» EXTRACTED TEXT
Created attachment 330654 [details] Patch Rebased patch & using cachedIndexingMask property
(In reply to JF Bastien from comment #13) > (In reply to GSkachkov from comment #12) > > (In reply to JF Bastien from comment #11) > > > This patch will conflict with a not-yet-committed but important patch. I > > > don't think the conflict will be very bad, but if you don't mind I'd like to > > > hold off committing this until the other patch can land. > > > > > > Once it's in I'll do the other round of reviews, because this is a really > > > neat improvement that we definitely want! > > > > Yes sure, let me know when I need to rebase. > > Here's the patch: > https://bugs.webkit.org/show_bug.cgi?id=181313 > > There's now also an index mask that needs to be cached in the same way as > memory and size. There is a new rebased patch and I added caching of the index mask in the same way as did for other properties.
Created attachment 331117 [details] Patch Fix error in added tests
JF Bastien, Are there any performance tests that I can run for Wasm and check any difference with my patch and without?

» GIVEN MATERIAL

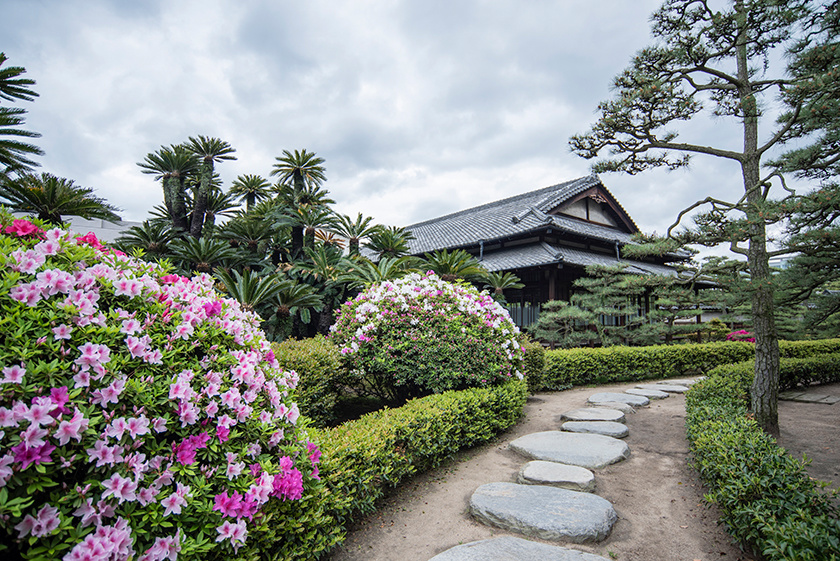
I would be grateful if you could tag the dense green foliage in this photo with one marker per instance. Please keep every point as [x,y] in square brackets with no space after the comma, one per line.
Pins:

» GIVEN INSTRUCTION A
In the Wasm patch discussion, what does the rebased patch now cache in the same way as memory and size?
» GIVEN INSTRUCTION B
Resume the Wasm patch discussion, starting after its last sentence.

» EXERCISE RESULT A
The index mask.

» EXERCISE RESULT B
(In reply to GSkachkov from comment #17) > JF Bastien, Are there any performance tests that I can run for Wasm and > check any difference with my patch and without? We don't have public ones because of licenses. The WebAssembly paper used: - PolyBenchC-3.2 - SciMark2.1 It's also fairly easy to compile SPEC2k (non-Fortran parts) and run the training sets. Otherwise Emscripten has benchmarks as well.
(In reply to JF Bastien from comment #18) > (In reply to GSkachkov from comment #17) > > JF Bastien, Are there any performance tests that I can run for Wasm and > > check any difference with my patch and without? > > We don't have public ones because of licenses. The WebAssembly paper used: > - PolyBenchC-3.2 > - SciMark2.1 > > It's also fairly easy to compile SPEC2k (non-Fortran parts) and run the > training sets. > > Otherwise Emscripten has benchmarks as well. Thanks for pointing to tests, will prepare some figures during the week.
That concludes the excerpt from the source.